What you need to do:
**1.** Answer these questions using the gerrymandering post:
(a) Whose post does the author call intriguing?
(b) Which three federal jurisdictional doctrines does the post say don't apply in state court?
(c) In what kind of forums are state constitutional partisan gerrymandering claims currently being brought?
**2.** List each of the numbered steps in the reasoning that the gerrymandering post says a state court could follow.
**3.** Copy the gerrymandering post word for word from "[EL] Can federal" to "claims *are* justiciable.".

[EL] Can federal partisan gerrymandering claims still be brought in state court?
Nicholas Stephanopoulos
nicholas.stephanopoulos at gmail.com
Sun Jun 30 10:28:09 PDT 2019
Will Baude has an intriguing post
<https://reason.com/2019/06/28/can-federal-partisan-gerrymandering-claims-be-brought-in-state-court/>
suggesting
that, even after *Rucho*, federal partisan gerrymandering claims can still
be brought in state court. The rationale is that federal jurisdictional
doctrines like standing, mootness, and justiciability don't apply in state
court. So a state court could reason: (1) The Supreme Court unanimously
believes that extreme partisan gerrymandering is unconstitutional. (2) The
Supreme Court also believes that partisan gerrymandering claims are
nonjusticiable. (3) However, *we* believe that such claims *are* justiciable.
(4) So we're going to adjudicate them.
I'm curious whether this move would be attractive to the litigants
currently pursuing (or considering pursuing) state constitutional partisan
gerrymandering claims. On the one hand, these claims are only being brought
in forums thought to be receptive. If state courts are already expected to
be sympathetic to state claims, it might be pointless to add a federal
claim to the mix.

Collected material:
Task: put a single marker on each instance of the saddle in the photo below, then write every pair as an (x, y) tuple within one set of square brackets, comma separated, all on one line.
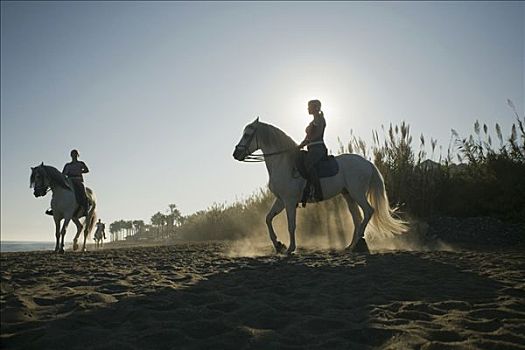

Responses for each task:
**1.**
(a) Will Baude's
(b) Standing, mootness, and justiciability
(c) Forums thought to be receptive

**2.**
(1) The Supreme Court unanimously believes that extreme partisan gerrymandering is unconstitutional.
(2) The Supreme Court also believes that partisan gerrymandering claims are nonjusticiable.
(3) However, we believe that such claims are justiciable.
(4) So we're going to adjudicate them.

**3.**
[EL] Can federal partisan gerrymandering claims still be brought in state court?
Nicholas Stephanopoulos
nicholas.stephanopoulos at gmail.com
Sun Jun 30 10:28:09 PDT 2019
Will Baude has an intriguing post
<https://reason.com/2019/06/28/can-federal-partisan-gerrymandering-claims-be-brought-in-state-court/>
suggesting
that, even after *Rucho*, federal partisan gerrymandering claims can still
be brought in state court. The rationale is that federal jurisdictional
doctrines like standing, mootness, and justiciability don't apply in state
court. So a state court could reason: (1) The Supreme Court unanimously
believes that extreme partisan gerrymandering is unconstitutional. (2) The
Supreme Court also believes that partisan gerrymandering claims are
nonjusticiable. (3) However, *we* believe that such claims *are* justiciable.